PROBLEMA POSTO: Riproduci parola per parola il brano del testo sul ricorso dell'ufficiale, da "2. In ragione" fino a "dei provvedimenti gravati." incluso.

TESTO:
<<<<

I successivi 10 maggio 2022 e 20 maggio 2022 la ricorrente ha prodotto scritti difensivi, in cui ha affermato che “oggetto del presente giudizio è il riconoscimento del diritto dell’Ufficiale ricorrente alla retrodatazione dell’anzianità assoluta nel grado di Sottotenente, a far data dall’1.12.2003, e, a quella nel grado di Capitano, a decorrere dall’1.12.2010, oltre che a percepire le differenze retributive maturate in costanza di rapporto di lavoro a tempo determinato”, richiamando – a supporto della propria pretesa – “il più recente orientamento della giurisprudenza amministrativa”. All’udienza di smaltimento del 10 giugno 2022 – nel corso della quale il difensore di parte ricorrente ha espressamente affermato che l’azione proposta ha per oggetto esclusivamente la domanda di accertamento del riconoscimento dell’anzianità, con connesso riconoscimento delle relative spettanze “economiche”, così come riportato a verbale – il ricorso è stato trattenuto in decisione;

2. In ragione di quanto dichiarato dal difensore della ricorrente anche nel corso dell’udienza di smaltimento, il ricorso deve essere dichiarato improcedibile per sopravvenuta carenza di interesse nella parte in cui, mediante di esso, risulta proposta “azione di annullamento” degli atti e dei provvedimenti gravati.

3. Ciò detto, permangono da valutare la domanda di riconoscimento dell’anzianità pregressa, maturata nel corso del periodo di servizio prestato a tempo determinato, e, ancora, la domanda di condanna al pagamento delle differenze retributive dovute.

Tali domande sono meritevoli di positivo riscontro ai sensi e nei limiti di seguito indicati.

>>>>

Voci di dati raccolte:
<<<<

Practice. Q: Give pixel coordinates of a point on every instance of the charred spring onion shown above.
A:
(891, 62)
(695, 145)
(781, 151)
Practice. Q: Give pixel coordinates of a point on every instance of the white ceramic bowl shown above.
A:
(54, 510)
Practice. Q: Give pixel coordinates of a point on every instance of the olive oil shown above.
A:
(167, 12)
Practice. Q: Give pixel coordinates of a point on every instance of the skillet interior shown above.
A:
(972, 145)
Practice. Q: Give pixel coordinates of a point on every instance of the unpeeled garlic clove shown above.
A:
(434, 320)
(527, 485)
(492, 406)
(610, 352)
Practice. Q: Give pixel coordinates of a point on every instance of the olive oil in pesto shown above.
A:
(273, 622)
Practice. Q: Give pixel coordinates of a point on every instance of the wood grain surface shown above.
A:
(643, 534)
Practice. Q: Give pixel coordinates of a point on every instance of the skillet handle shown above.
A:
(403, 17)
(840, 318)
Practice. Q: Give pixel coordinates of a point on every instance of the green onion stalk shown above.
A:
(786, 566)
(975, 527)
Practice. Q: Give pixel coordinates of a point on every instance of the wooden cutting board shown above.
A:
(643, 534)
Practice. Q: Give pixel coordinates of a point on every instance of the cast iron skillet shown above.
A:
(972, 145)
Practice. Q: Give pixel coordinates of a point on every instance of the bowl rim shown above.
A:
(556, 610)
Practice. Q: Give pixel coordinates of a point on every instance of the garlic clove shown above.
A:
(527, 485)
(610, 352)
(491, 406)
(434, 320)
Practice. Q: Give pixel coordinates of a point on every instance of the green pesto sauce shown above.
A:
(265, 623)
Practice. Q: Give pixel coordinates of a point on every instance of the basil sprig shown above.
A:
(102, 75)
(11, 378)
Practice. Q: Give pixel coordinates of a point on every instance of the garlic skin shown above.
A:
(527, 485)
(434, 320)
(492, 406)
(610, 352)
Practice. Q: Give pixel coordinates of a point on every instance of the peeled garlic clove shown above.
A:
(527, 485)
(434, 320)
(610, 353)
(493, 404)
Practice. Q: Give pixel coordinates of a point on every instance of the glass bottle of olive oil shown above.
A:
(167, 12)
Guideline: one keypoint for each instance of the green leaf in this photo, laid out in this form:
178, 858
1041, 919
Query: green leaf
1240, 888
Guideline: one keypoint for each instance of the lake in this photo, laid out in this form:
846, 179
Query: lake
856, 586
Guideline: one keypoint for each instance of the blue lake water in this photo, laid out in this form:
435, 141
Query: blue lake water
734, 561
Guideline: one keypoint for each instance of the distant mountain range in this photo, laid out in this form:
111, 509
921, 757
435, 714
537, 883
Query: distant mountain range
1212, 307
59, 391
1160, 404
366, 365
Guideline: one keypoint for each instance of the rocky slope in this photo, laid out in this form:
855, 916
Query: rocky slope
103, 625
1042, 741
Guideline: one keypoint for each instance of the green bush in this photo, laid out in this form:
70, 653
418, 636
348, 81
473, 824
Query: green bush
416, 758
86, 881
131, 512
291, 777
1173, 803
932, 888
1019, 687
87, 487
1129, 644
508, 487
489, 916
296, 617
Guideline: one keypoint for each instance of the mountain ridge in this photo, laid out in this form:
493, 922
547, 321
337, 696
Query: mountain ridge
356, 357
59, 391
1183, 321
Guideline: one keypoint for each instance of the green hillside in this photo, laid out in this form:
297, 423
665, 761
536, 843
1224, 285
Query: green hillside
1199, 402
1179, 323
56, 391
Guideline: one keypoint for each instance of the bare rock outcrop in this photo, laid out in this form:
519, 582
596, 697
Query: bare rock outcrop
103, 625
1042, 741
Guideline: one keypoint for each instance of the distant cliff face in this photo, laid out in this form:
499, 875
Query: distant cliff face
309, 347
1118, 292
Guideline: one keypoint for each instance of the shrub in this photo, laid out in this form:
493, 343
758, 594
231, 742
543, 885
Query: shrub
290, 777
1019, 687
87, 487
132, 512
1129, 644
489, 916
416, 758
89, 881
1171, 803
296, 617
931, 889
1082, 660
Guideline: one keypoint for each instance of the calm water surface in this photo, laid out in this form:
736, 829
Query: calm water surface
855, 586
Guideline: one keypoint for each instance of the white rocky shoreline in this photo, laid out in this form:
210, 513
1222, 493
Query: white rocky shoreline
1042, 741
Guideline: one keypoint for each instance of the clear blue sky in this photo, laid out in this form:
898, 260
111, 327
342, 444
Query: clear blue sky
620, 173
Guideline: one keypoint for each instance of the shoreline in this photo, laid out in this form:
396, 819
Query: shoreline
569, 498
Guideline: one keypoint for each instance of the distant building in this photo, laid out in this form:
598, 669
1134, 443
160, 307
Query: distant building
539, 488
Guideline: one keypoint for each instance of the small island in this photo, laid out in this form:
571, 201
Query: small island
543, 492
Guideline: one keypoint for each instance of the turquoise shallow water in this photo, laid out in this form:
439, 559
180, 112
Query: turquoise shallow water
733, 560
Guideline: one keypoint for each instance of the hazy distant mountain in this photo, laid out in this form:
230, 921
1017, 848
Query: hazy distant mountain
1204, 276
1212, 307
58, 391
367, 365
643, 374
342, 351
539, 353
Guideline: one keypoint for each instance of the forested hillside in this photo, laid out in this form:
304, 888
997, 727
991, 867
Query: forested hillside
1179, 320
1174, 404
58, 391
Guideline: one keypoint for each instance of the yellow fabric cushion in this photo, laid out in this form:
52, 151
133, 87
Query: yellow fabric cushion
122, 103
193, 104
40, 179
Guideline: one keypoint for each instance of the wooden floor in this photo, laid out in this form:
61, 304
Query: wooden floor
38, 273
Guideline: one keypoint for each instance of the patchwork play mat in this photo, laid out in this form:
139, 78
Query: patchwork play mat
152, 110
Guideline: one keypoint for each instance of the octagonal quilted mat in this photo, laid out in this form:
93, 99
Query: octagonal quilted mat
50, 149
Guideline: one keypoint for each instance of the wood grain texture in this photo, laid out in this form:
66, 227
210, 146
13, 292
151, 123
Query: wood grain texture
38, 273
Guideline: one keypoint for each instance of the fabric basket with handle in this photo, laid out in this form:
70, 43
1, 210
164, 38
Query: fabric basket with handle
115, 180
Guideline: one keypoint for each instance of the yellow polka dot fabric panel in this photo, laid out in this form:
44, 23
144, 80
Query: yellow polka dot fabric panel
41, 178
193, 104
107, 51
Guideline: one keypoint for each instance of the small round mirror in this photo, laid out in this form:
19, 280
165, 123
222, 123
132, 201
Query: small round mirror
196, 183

>>>>

RISPOSTA QUI SOTTO:
2. In ragione di quanto dichiarato dal difensore della ricorrente anche nel corso dell’udienza di smaltimento, il ricorso deve essere dichiarato improcedibile per sopravvenuta carenza di interesse nella parte in cui, mediante di esso, risulta proposta “azione di annullamento” degli atti e dei provvedimenti gravati.